Collected data:
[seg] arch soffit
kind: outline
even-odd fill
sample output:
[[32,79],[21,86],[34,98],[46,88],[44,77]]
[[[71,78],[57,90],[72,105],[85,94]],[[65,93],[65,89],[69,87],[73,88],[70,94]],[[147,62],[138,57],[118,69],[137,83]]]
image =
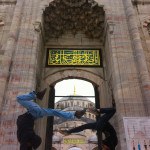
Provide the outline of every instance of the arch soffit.
[[91,72],[85,70],[63,70],[45,77],[45,82],[48,85],[55,85],[57,82],[64,79],[81,79],[91,82],[95,86],[100,86],[103,83],[103,79]]

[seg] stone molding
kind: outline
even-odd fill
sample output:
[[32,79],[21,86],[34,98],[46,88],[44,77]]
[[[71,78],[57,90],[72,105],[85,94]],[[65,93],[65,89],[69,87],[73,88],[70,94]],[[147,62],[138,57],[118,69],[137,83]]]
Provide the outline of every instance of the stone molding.
[[0,15],[0,27],[4,26],[4,16]]
[[1,4],[5,4],[5,5],[9,5],[9,4],[16,4],[17,0],[0,0],[0,5]]
[[144,4],[150,4],[150,1],[149,0],[132,0],[132,3],[134,4],[134,5],[138,5],[138,4],[142,4],[142,5],[144,5]]
[[36,21],[35,23],[33,23],[34,26],[34,30],[37,32],[41,32],[42,31],[42,25],[41,22]]
[[107,26],[108,26],[108,31],[110,34],[114,33],[114,29],[115,29],[115,23],[114,22],[107,22]]

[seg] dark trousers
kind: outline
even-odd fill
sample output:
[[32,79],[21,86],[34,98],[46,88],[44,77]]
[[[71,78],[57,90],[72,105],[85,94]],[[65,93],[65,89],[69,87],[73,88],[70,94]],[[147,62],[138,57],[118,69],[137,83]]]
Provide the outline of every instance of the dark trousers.
[[32,150],[32,147],[27,146],[27,143],[24,142],[20,144],[20,150]]
[[114,108],[101,108],[100,113],[104,114],[104,115],[99,117],[97,122],[87,123],[87,124],[81,125],[79,127],[75,127],[73,129],[68,130],[68,132],[76,133],[76,132],[81,132],[85,129],[93,129],[93,130],[101,130],[102,131],[105,124],[115,114],[115,112],[116,112],[116,109],[114,109]]

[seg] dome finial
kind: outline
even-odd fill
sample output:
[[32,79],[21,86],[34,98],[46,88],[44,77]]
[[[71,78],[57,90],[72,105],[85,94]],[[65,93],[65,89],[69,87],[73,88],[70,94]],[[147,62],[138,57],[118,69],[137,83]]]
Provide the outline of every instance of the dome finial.
[[76,87],[75,87],[75,85],[74,85],[74,96],[76,95]]

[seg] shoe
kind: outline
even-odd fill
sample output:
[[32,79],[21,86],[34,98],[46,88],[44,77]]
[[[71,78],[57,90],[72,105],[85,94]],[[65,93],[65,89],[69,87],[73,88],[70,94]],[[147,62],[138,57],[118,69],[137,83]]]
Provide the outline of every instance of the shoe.
[[80,119],[86,112],[86,108],[83,110],[77,110],[74,114],[74,116],[76,116],[78,119]]
[[70,134],[67,130],[59,130],[59,133],[65,135],[65,136]]
[[46,93],[46,90],[47,89],[45,88],[43,91],[37,92],[36,93],[36,98],[39,99],[39,100],[42,100],[44,95],[45,95],[45,93]]

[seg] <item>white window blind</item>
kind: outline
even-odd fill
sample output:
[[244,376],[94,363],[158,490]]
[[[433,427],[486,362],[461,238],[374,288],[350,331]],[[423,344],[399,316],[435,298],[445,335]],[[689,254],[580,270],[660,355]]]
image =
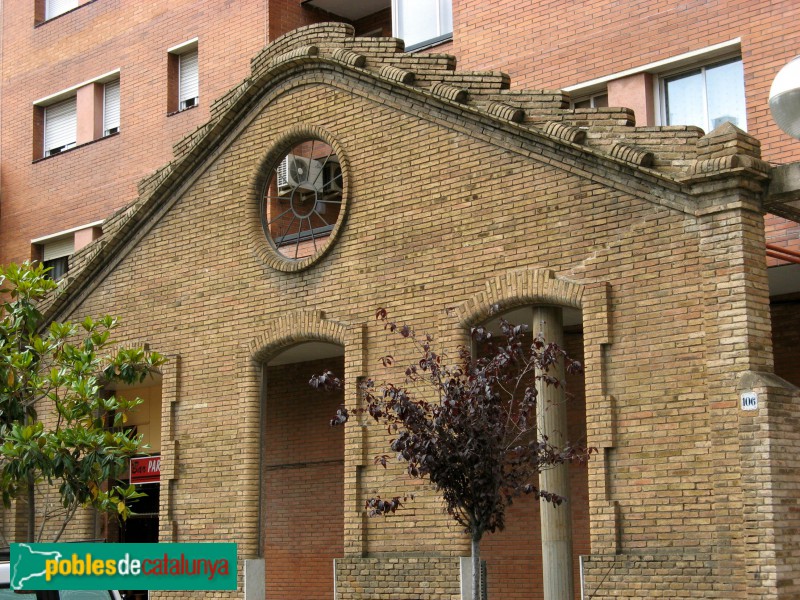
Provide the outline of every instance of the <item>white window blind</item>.
[[78,8],[78,0],[47,0],[45,2],[44,18],[52,19],[73,8]]
[[75,252],[75,236],[67,235],[43,244],[42,260],[55,260]]
[[178,109],[191,108],[200,96],[197,50],[181,54],[178,61]]
[[119,79],[103,88],[103,135],[119,131]]
[[44,155],[50,156],[75,145],[78,130],[76,98],[68,98],[44,109]]

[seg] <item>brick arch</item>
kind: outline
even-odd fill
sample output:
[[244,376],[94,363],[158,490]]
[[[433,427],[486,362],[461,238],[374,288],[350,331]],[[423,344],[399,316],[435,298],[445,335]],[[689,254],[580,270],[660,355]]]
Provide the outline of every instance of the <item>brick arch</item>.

§ TASK TO COMPLETE
Every entry is to be transcribed exactly, but the pictures are to be left out.

§ ANSWER SECTION
[seg] arch soffit
kind: outline
even-odd fill
sample output:
[[32,79],[21,86],[34,98],[46,88],[44,77]]
[[[71,78],[57,90],[72,105],[85,94]],[[65,93],[65,89],[69,87],[73,88],[70,94]],[[147,62],[138,57],[118,69],[137,83]]]
image =
Provide the outline of every instance of the arch soffit.
[[91,72],[85,70],[63,70],[45,77],[45,82],[48,85],[55,85],[57,82],[64,79],[81,79],[91,82],[95,86],[100,86],[103,83],[103,79]]

[seg] stone molding
kind: outline
even-odd fill
sample output:
[[32,79],[21,86],[34,98],[46,88],[44,77]]
[[[71,78],[57,90],[72,105],[85,94]],[[65,93],[65,89],[69,87],[73,88],[70,94]],[[147,62],[138,57],[118,69],[137,83]]]
Provide the outline of every instance of the stone molding.
[[0,15],[0,27],[4,26],[4,16]]
[[1,4],[5,4],[5,5],[9,5],[9,4],[16,4],[17,0],[0,0],[0,5]]
[[144,4],[150,4],[150,1],[149,0],[132,0],[132,3],[134,4],[134,5],[138,5],[138,4],[142,4],[142,5],[144,5]]
[[36,21],[35,23],[33,23],[34,26],[34,30],[37,32],[41,32],[42,31],[42,25],[41,22]]
[[107,26],[108,26],[108,31],[110,34],[114,33],[114,29],[115,29],[115,23],[114,22],[107,22]]

[seg] dark trousers
kind: outline
even-odd fill
sample output:
[[32,79],[21,86],[34,98],[46,88],[44,77]]
[[[71,78],[57,90],[72,105],[85,94]],[[65,93],[65,89],[69,87],[73,88],[70,94]],[[147,62],[138,57],[118,69],[137,83]]]
Provide the outline of every instance of the dark trousers.
[[32,150],[32,147],[27,146],[27,143],[24,142],[20,144],[20,150]]
[[114,108],[101,108],[100,113],[104,114],[104,115],[99,117],[97,122],[87,123],[87,124],[81,125],[79,127],[75,127],[73,129],[68,130],[68,132],[76,133],[76,132],[81,132],[85,129],[93,129],[93,130],[101,130],[102,131],[105,124],[115,114],[115,112],[116,112],[116,109],[114,109]]

[seg] dome finial
kind: outline
even-odd fill
sample output:
[[32,79],[21,86],[34,98],[46,88],[44,77]]
[[[71,78],[57,90],[72,105],[85,94]],[[65,93],[65,89],[69,87],[73,88],[70,94]],[[147,62],[138,57],[118,69],[137,83]]]
Provide the outline of every instance of the dome finial.
[[76,87],[75,87],[75,85],[74,85],[74,96],[76,95]]

[seg] shoe
kind: outline
even-odd fill
sample output:
[[32,79],[21,86],[34,98],[46,88],[44,77]]
[[[71,78],[57,90],[72,105],[85,94]],[[65,93],[65,89],[69,87],[73,88],[70,94]],[[147,62],[138,57],[118,69],[137,83]]]
Provide the outline of every instance of the shoe.
[[80,119],[86,112],[86,108],[83,110],[77,110],[74,114],[74,116],[76,116],[78,119]]
[[70,134],[67,130],[59,130],[59,133],[65,135],[65,136]]
[[46,93],[46,90],[47,89],[45,88],[43,91],[37,92],[36,93],[36,98],[39,99],[39,100],[42,100],[44,95],[45,95],[45,93]]

[seg] <item>white window blind</item>
kind: outline
even-odd fill
sample output:
[[244,376],[94,363],[158,490]]
[[[433,427],[486,362],[461,238],[374,288],[350,331]],[[423,344],[399,316],[435,298],[445,335]],[[689,254],[580,270],[660,355]]]
image =
Provide the outline of every instance of the <item>white window blind</item>.
[[78,8],[78,0],[47,0],[45,2],[44,18],[52,19],[73,8]]
[[75,252],[75,236],[67,235],[43,244],[42,260],[55,260]]
[[178,109],[191,108],[200,96],[197,50],[181,54],[178,61]]
[[119,79],[103,88],[103,135],[119,131]]
[[44,155],[50,156],[75,145],[78,130],[76,98],[68,98],[44,109]]

[seg] <item>brick arch</item>
kind: outline
even-odd fill
sample output:
[[244,376],[94,363],[158,490]]
[[[433,427],[486,362],[461,238],[374,288],[350,331]],[[423,344],[399,316],[435,298],[445,335]],[[689,254],[580,270],[660,355]]]
Provide the outline of every instance of the <item>brick arch</item>.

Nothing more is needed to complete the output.